Stated goal 1 — Repeat the rows, starting at the line that contains "for every instance of the green plant, set" and ending at the last line of the rows, with both included.
--- START Text shown ---
Indeed, all human rights violations can be priced similarly – by the amount needed to “ring out” inefficiencies (or “eliminate the consequences caused by illegal real acts” in the words of the Administrative Procedure Law) contributing to corruption.[75] To take another example, following the example of Guja v. Moldova, a Kosovo agency resists sharing public information about potential corruption in its ranks – violating article 41 of the Constitution pertaining to access to public documents. The optimal fine, in that case, should consist of the expected damages the corruption case would cause and an additional amount which constrains current management’s resources sufficiently to imperil their legitimacy within the government.[76] So a fine would completely eliminate the consequences of these illegal real human rights violations.

 

 

 

Concluding Remarks

 

How legal scholars use the provisions from human rights law in order to increase the likelihood of effective changes to a country’s anti-corruption law? Commentators like Raj Kumar note that corruption itself represents a human rights violation – and human rights law should be modified to include the “right to good governance.” Yet other commentators – the majority -- maintain the clear division between anti-corruption law and human rights law. Instead they militate for fighting corruption in courts as a way promoting the enforcement of human rights law. In the limited number of cases appearing before the European Court of Human Rights, where corruption was involved, the Court found that the protection of human rights helps enforcement anti-corruption law in three ways: freedom of speech, right to a fair trial and inhuman treatment. Yet, the court made a clear division between anti-corruption law and human rights law. Provisions from each group of laws do not overlap. Or do they?

 

In this article, we argue for a much more active role in the defence of human rights as a way of fighting corruption. With acceptable levels of human rights enforcement, the incentives leading to corruption can not appear. We also argue for the strong role that litigation has to play in defending the human rights which help quash incentives leading to corruption across the public sector. We highlight the failures of non-trial based approaches to enforcing human rights law - particularly the soft law approach and the Ombudsman approach (though using international law in cross-border trials probably remains both impractical and undesirable). We argue particularly for litigation aimed at administrations as legal persons and provide rule-of-thumb estimates for pricing these damages (or optimal fines) seeking to remedy these offences.

 

For all these new ideas in enlisting human rights law in the fight against corruption, a number of obstacles remain open in the upcoming years. First, why would people sue for human rights, but not for the more serious offence of corruption? Second, how to move past the futile Ombudsman approach to protecting human rights? Third, how to design statistical studies which unravel the simultaneity problem we describe? While legal theory can make interesting and relevant observations about the link between human rights law and anti-corruption law, more work remains to be done.
--- END Text shown ---
--- START Provided entries ---
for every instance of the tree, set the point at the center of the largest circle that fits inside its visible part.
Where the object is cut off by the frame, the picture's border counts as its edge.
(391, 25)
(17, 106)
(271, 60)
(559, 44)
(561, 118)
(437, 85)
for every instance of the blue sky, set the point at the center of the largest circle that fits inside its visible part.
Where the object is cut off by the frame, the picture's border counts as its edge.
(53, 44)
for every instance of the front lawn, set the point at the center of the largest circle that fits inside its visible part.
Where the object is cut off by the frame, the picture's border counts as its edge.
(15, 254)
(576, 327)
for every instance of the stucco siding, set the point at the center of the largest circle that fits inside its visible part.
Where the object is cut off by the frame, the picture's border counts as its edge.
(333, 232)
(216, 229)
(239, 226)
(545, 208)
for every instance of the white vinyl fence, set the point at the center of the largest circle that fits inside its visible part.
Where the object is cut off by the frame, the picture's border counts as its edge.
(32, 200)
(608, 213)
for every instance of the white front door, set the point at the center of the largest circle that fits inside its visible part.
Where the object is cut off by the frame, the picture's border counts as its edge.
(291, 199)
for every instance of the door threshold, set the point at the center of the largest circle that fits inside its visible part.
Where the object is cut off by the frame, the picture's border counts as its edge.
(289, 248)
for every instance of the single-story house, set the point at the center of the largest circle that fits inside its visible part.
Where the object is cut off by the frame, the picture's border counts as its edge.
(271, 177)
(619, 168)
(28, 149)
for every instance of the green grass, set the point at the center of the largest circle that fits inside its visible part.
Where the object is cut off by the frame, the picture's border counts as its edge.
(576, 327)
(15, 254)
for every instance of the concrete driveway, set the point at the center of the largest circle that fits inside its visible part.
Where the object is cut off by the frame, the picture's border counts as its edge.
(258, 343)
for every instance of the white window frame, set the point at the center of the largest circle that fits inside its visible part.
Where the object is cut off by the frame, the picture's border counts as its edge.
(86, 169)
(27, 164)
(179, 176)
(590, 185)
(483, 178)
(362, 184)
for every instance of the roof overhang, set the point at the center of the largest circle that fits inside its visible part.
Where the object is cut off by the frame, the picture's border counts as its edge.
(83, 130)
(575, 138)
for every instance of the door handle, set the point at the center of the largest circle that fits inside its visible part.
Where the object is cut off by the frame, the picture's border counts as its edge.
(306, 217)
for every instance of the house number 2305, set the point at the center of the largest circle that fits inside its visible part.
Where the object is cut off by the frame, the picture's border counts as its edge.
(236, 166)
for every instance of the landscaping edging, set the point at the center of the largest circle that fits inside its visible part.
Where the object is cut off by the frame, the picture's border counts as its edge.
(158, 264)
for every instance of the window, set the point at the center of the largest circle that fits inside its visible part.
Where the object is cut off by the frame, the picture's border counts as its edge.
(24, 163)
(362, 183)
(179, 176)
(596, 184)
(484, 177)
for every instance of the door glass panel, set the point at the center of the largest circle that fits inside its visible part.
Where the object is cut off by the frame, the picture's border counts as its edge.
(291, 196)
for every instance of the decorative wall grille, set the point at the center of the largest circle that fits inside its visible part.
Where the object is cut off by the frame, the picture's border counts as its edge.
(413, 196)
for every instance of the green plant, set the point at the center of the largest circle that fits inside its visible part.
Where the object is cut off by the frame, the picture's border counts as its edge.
--- END Provided entries ---
Stated goal 2 —
Answer from the text on human rights law and corruption:
(a) Which article of the Constitution does the Kosovo agency violate, and what does that article concern?
(b) In which three ways did the European Court of Human Rights find that protecting human rights helps enforce anti-corruption law?
(c) Which two non-trial approaches to enforcing human rights law does the article say have failed?

Reply 1 —
for every instance of the green plant, set the point at the center of the largest circle that fits inside its visible part.
Where the object is cut off by the frame, the picture's border counts as its edge.

Reply 2 —
(a) Article 41, which concerns access to public documents.
(b) Freedom of speech, the right to a fair trial, and inhuman treatment.
(c) The soft law approach and the Ombudsman approach.